▸ What you need to do
Answer these questions from the dengue fever text:
(a) How many dengue cases does the text report in the United States this year?
(b) Which mosquitoes transmit dengue?
(c) What do experts view the increase in cases as?

▸ Given text
○ ○ ○

Dengue Fever Awareness: Genetic Mosquitoes and Vaccines, CDC in Focus 

Dengue fever is making a concerning resurgence in the Americas, with over 3 million cases reported this year and over 882 in the United States alone, marking the second-highest annual rate since 1980, according to the CDC. 

This alarming increase in cases is attributed to the favorable conditions for dengue-carrying mosquitoes caused by climate change, which increases temperatures and humidity.

Dengue is transmitted through Aedes mosquitoes, which thrive in hot and humid environments. 

The changing climate has created more conducive conditions for these disease-carrying insects, leading to a surge in dengue cases. 

Experts view this increase as a warning signal of the broader health impacts of changing rainfall and temperature patterns.

○ ○ ○

▸ Given records
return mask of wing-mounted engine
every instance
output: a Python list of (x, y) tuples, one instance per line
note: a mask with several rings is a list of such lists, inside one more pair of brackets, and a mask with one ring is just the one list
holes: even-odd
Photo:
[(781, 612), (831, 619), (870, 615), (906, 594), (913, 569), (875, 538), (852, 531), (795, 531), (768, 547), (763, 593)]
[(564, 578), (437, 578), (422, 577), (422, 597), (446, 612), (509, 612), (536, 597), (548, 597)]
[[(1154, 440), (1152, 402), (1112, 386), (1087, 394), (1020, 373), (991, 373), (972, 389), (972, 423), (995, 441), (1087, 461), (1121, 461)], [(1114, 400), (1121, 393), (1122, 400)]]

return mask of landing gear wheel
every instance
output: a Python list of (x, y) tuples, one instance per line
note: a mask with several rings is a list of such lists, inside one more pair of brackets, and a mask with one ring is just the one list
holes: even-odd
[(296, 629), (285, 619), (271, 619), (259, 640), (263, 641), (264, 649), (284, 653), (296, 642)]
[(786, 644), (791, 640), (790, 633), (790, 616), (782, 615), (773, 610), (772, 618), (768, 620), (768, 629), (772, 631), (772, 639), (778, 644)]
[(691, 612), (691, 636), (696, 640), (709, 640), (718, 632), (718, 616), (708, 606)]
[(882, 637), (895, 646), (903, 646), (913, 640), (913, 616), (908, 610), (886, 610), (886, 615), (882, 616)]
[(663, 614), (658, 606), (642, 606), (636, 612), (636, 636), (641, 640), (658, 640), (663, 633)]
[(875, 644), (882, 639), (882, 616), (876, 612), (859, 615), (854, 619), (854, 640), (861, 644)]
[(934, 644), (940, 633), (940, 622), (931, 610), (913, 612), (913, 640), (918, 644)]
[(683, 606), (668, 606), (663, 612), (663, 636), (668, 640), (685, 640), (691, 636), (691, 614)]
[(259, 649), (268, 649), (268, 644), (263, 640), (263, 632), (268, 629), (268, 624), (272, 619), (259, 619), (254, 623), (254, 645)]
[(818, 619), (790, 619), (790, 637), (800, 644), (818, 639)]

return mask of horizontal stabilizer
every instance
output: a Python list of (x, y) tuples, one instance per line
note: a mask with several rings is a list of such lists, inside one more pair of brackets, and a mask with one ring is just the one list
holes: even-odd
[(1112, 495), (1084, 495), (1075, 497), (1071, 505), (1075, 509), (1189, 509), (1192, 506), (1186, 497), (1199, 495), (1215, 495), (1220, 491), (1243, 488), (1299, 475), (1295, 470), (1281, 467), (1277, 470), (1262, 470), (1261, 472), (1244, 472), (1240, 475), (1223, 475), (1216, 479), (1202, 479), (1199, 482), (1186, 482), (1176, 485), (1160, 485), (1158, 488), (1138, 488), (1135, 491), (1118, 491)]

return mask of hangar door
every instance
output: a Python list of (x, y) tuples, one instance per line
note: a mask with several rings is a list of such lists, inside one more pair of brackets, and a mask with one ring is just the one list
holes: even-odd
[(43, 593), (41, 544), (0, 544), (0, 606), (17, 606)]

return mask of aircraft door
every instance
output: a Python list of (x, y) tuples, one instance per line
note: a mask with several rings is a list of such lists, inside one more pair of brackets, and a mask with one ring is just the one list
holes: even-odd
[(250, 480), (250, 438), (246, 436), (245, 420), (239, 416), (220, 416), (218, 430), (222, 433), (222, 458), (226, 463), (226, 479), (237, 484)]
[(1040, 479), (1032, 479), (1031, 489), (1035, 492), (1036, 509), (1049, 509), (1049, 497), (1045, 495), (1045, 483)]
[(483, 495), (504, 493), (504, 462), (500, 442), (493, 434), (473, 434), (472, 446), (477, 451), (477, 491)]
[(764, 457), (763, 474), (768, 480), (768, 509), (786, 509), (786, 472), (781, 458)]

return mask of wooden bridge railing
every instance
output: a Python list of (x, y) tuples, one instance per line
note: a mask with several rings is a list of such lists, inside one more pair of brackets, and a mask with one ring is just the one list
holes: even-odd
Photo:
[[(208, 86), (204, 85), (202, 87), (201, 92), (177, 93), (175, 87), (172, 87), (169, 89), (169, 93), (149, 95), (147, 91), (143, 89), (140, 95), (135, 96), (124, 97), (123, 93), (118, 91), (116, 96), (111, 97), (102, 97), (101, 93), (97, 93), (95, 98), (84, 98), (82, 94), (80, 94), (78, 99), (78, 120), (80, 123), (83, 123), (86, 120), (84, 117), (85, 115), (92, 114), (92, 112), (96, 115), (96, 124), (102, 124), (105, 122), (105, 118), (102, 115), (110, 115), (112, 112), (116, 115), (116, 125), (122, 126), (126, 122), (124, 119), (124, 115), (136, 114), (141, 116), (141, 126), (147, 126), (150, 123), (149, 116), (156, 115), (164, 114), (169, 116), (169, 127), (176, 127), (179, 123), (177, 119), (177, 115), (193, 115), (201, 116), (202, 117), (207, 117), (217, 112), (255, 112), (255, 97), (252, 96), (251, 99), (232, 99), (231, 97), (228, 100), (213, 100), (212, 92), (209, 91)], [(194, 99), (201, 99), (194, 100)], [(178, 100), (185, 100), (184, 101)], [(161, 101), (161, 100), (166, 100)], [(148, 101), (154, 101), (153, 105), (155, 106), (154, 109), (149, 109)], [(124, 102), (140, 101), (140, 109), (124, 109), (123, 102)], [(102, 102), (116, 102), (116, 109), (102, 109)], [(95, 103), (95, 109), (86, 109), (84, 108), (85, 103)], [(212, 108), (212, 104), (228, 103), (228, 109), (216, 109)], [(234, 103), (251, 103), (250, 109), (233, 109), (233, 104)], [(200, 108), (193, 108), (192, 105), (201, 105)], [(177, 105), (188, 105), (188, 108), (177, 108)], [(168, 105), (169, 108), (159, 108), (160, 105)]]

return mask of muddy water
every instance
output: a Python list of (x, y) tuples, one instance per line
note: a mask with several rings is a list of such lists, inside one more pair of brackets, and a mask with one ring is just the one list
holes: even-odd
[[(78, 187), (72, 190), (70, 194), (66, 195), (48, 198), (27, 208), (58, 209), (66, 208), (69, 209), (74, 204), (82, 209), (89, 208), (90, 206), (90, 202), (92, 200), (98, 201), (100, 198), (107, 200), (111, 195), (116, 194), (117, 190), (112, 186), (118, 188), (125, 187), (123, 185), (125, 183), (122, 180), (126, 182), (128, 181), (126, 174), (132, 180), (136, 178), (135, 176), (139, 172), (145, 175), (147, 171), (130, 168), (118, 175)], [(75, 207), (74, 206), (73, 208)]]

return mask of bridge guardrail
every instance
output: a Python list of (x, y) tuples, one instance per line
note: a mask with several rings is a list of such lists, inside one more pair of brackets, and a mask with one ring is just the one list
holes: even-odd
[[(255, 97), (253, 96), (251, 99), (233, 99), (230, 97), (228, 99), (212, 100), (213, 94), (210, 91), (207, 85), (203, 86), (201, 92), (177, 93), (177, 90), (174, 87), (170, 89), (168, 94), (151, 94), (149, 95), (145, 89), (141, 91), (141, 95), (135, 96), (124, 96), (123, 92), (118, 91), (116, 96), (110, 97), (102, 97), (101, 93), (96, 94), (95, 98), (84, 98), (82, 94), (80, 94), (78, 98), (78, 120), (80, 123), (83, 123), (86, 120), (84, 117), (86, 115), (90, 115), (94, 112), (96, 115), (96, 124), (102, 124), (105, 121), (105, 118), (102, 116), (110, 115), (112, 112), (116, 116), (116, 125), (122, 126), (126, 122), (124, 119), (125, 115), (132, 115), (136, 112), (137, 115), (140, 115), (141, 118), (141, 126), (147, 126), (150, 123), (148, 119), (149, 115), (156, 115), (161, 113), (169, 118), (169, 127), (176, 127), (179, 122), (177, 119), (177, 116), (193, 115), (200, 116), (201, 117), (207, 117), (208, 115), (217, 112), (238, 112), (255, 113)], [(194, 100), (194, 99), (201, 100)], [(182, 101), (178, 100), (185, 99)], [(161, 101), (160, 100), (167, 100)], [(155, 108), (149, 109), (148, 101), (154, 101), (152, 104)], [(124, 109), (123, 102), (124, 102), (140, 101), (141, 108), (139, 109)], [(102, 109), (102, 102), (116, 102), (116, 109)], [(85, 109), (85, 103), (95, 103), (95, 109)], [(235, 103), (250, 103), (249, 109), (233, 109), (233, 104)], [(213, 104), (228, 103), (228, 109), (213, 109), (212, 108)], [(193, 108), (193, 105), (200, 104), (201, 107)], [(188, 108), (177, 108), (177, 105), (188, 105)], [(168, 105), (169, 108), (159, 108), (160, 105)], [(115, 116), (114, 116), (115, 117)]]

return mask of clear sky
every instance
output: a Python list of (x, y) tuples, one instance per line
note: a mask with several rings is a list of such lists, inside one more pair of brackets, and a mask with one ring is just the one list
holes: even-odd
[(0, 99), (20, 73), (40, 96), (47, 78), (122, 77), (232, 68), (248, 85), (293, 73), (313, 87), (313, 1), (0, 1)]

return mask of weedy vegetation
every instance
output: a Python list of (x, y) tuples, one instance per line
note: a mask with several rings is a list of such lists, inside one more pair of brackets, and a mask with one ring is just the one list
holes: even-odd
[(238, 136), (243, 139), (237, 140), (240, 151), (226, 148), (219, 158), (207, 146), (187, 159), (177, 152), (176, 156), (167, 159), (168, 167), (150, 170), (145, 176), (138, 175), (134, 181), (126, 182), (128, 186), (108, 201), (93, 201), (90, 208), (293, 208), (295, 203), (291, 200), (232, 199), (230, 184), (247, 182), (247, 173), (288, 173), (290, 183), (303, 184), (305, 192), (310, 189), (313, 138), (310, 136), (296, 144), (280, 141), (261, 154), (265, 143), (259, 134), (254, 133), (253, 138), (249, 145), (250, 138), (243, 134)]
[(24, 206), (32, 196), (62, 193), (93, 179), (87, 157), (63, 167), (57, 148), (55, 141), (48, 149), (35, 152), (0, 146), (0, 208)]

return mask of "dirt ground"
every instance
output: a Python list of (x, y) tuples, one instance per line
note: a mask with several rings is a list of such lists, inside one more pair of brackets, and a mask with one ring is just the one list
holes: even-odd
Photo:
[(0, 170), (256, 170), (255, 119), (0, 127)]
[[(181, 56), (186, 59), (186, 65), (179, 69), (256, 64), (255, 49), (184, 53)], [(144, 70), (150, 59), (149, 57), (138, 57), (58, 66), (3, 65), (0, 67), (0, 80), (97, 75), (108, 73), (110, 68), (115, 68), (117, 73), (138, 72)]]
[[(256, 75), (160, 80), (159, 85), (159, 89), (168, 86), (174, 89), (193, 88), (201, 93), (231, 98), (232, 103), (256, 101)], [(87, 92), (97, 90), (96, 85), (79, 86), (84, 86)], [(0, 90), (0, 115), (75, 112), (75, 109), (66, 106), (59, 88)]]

○ ○ ○

▸ Response to this exercise
(a) Over 882.
(b) Aedes mosquitoes.
(c) A warning signal of the broader health impacts of changing rainfall and temperature patterns.